# COMPLETE THE FOLLOWING
A. In the passage on early Irish football history, who scored both of Bohemians' goals in the replayed Leinster Senior Cup final against Shelbourne?
B. Arrange lines from the listing as a JSON list of strings, one string per line, leaving out blank lines. Begin at the line containing "indicate the truck wheel, a" and stop after the line containing "column 571, row 297".

# SOURCE DOCUMENT
· · · · ·

In terms of trophies Bohemians had to be content with the Leinster Senior Cup which they won 2-1 in a replayed final against Shelbourne, Dr. Jim O’Flaherty grabbing both the goals in the game played on April 19th as one of the final matches of the football season.

A month earlier the League had secured its first inter-league victory, defeating the Irish League 3-1 in a comfortable victory in Dalymount in the first ever meeting between representative teams from the island’s two leagues.

And just a week after that history was made as an Irish international side under the auspices of the FAI took to the field in Turin to face Italy. Despite a 3-0 reverse it was an important first step in world football for the national side, among the starting XI that day were Bohemians Harry Cannon in goal and Jack McCarthy in the defence.

Ireland team v Italy 1926

League of Ireland v Welsh League, 1924 – old friends, new relations

The split from the IFA and the formation of the FAI in 1921 was an acrimonious one, and the bad blood seeped beyond our own island as the English, Scottish and Welsh football associations roundly supported their colleagues in Belfast. This placed the nascent FAI in a difficult position, it had to look further afield for opponents leading to them joining FIFA, entering a team in the 1924 Olympics and inviting clubs from the Continent to visit Ireland. They knew however that the bigger draw for the sporting public were always going to be for teams from the British associations and if a full international match couldn’t be secured, then the next best thing would be an inter-league game. With an improvement in relations with the other associations after a conference in Liverpool in 1923, this was something that for the first time seemed achieveable.

In February 1924, almost three years since the split from the FAI, an inter-league match was scheduled against the Welsh League, with the match due to take place in Dalymount Park. This was the first time since the creation of the FAI that they would have any sort of representative game.

· · · · ·

(Portion of a data file)
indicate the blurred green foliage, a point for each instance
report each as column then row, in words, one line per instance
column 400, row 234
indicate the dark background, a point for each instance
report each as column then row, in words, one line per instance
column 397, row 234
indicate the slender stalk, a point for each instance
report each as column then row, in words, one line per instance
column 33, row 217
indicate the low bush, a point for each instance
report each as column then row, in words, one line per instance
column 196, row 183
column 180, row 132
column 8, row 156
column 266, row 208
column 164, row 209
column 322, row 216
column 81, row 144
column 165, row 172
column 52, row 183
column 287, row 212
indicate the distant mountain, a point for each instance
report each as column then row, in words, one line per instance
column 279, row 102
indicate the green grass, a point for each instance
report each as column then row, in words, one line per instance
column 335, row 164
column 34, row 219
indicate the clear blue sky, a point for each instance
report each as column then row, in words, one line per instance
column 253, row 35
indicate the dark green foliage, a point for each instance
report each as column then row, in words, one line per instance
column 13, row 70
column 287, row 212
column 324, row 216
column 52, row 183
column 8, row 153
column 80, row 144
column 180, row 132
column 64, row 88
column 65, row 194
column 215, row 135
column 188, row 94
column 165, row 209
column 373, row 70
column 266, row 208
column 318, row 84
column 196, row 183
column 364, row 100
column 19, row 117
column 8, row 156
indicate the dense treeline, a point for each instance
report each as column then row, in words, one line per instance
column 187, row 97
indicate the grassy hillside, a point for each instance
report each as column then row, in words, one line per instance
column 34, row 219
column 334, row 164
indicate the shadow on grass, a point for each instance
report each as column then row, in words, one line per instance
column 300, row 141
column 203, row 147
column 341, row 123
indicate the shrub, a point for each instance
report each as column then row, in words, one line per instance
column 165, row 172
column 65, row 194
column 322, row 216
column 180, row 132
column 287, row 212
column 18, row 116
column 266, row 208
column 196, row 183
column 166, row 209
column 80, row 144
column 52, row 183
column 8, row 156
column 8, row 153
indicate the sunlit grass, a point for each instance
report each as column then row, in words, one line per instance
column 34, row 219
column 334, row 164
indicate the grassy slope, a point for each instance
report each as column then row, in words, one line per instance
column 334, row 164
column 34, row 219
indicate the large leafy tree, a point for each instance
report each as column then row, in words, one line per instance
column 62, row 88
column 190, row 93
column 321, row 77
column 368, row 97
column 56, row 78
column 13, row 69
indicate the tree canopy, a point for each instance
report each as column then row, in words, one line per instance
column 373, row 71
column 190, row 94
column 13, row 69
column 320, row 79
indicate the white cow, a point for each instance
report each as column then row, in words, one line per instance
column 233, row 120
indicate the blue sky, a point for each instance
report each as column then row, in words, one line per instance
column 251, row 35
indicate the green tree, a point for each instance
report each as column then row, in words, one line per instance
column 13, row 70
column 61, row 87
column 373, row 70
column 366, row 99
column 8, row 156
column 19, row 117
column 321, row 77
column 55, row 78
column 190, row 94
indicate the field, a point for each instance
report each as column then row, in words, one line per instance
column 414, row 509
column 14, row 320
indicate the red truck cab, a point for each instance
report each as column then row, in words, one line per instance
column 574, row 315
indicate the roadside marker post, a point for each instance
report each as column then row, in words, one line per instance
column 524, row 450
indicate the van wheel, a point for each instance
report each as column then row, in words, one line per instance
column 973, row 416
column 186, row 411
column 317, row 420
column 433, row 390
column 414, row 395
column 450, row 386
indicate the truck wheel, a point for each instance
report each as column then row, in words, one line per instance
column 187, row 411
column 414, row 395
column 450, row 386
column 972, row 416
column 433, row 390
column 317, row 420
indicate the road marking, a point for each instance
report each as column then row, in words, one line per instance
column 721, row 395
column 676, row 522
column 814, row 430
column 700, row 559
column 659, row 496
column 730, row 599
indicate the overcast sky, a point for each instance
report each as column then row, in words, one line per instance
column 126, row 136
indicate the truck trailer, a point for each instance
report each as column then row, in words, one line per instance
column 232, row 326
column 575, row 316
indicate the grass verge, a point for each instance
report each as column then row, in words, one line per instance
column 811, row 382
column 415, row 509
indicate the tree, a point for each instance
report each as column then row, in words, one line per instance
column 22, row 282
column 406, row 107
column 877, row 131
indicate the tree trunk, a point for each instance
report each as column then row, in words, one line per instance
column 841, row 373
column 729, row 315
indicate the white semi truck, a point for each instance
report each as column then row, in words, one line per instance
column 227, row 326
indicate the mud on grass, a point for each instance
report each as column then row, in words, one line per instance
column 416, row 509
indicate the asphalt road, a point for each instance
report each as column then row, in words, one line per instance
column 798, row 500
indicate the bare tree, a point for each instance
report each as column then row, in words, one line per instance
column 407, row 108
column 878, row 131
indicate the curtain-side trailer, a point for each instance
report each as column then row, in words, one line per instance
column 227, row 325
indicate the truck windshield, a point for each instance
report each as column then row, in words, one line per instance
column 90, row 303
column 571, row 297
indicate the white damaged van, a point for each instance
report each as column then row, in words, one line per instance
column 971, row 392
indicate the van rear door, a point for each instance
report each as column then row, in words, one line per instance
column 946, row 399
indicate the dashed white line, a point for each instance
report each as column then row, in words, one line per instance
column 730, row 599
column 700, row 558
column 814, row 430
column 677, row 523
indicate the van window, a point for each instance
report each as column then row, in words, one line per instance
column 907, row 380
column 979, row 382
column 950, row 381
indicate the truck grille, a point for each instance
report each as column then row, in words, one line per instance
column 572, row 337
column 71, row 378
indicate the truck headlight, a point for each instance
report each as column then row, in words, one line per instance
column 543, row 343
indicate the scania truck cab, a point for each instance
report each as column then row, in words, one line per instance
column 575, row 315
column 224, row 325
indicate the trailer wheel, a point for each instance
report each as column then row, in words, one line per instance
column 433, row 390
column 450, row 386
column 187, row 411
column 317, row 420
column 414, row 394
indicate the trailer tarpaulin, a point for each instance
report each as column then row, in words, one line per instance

· · · · ·

# WORKED SOLUTIONS
A. Dr. Jim O’Flaherty

B.
[
  "indicate the truck wheel, a point for each instance",
  "report each as column then row, in words, one line per instance",
  "column 187, row 411",
  "column 414, row 395",
  "column 450, row 386",
  "column 972, row 416",
  "column 433, row 390",
  "column 317, row 420",
  "indicate the road marking, a point for each instance",
  "report each as column then row, in words, one line per instance",
  "column 721, row 395",
  "column 676, row 522",
  "column 814, row 430",
  "column 700, row 559",
  "column 659, row 496",
  "column 730, row 599",
  "indicate the overcast sky, a point for each instance",
  "report each as column then row, in words, one line per instance",
  "column 126, row 136",
  "indicate the truck trailer, a point for each instance",
  "report each as column then row, in words, one line per instance",
  "column 232, row 326",
  "column 575, row 316",
  "indicate the grass verge, a point for each instance",
  "report each as column then row, in words, one line per instance",
  "column 811, row 382",
  "column 415, row 509",
  "indicate the tree, a point for each instance",
  "report each as column then row, in words, one line per instance",
  "column 22, row 282",
  "column 406, row 107",
  "column 877, row 131",
  "indicate the tree trunk, a point for each instance",
  "report each as column then row, in words, one line per instance",
  "column 841, row 373",
  "column 729, row 315",
  "indicate the white semi truck, a point for each instance",
  "report each as column then row, in words, one line per instance",
  "column 227, row 326",
  "indicate the mud on grass, a point for each instance",
  "report each as column then row, in words, one line per instance",
  "column 416, row 509",
  "indicate the asphalt road, a point for each instance",
  "report each as column then row, in words, one line per instance",
  "column 798, row 500",
  "indicate the bare tree, a point for each instance",
  "report each as column then row, in words, one line per instance",
  "column 407, row 108",
  "column 878, row 131",
  "indicate the curtain-side trailer, a point for each instance",
  "report each as column then row, in words, one line per instance",
  "column 227, row 325",
  "indicate the truck windshield, a point for each instance",
  "report each as column then row, in words, one line per instance",
  "column 90, row 303",
  "column 571, row 297"
]